───── RECORD EXTRACTS ─────

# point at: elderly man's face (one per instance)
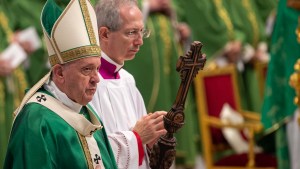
(81, 78)
(125, 43)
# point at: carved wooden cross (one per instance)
(163, 153)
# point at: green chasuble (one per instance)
(160, 81)
(12, 87)
(40, 138)
(245, 18)
(278, 103)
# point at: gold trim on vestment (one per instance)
(21, 86)
(86, 150)
(76, 53)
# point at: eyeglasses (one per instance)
(134, 34)
(89, 70)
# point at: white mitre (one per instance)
(70, 34)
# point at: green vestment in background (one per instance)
(12, 87)
(278, 103)
(154, 70)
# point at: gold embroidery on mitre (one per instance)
(79, 52)
(74, 54)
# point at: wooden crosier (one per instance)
(163, 152)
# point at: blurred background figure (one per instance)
(233, 32)
(22, 58)
(159, 82)
(278, 112)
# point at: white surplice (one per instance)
(120, 105)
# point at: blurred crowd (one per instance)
(243, 33)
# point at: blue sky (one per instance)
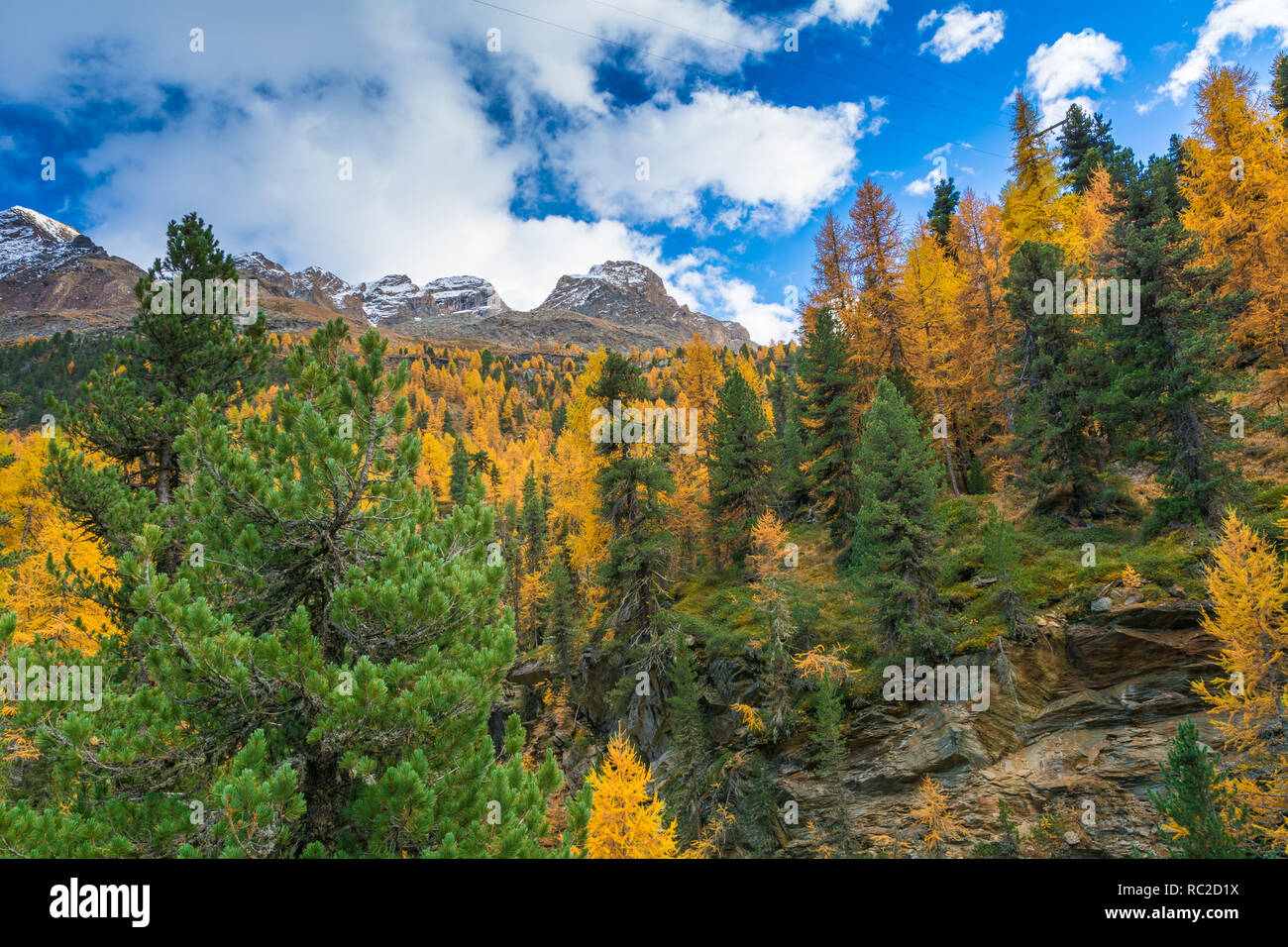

─────

THE TASK: Rewrite every entry above, substituting "out-of-focus" for each "blurred" and changing nothing else. Leave the pictures out.

FINAL RESULT:
# point at: elderly man's face (one per instance)
(81, 78)
(125, 43)
# point at: carved wooden cross (one per instance)
(163, 153)
# point at: green chasuble (one per instance)
(160, 81)
(12, 87)
(40, 138)
(245, 18)
(278, 103)
# point at: gold trim on vestment (one per instance)
(21, 86)
(86, 150)
(76, 53)
# point at: eyeglasses (one per instance)
(134, 34)
(89, 70)
# point at: white mitre (one per instance)
(70, 34)
# point at: green vestment in background (one per instance)
(12, 87)
(278, 103)
(154, 70)
# point at: gold embroidery on mitre (one per instance)
(79, 52)
(74, 54)
# point at: wooden crosier (one per instance)
(163, 152)
# point at: out-of-focus background figure (one per instance)
(233, 32)
(22, 58)
(159, 82)
(278, 112)
# point at: white surplice (one per instance)
(120, 105)
# point at: out-of-focus crowd (one per instance)
(243, 33)
# point at: blue sky (one per instance)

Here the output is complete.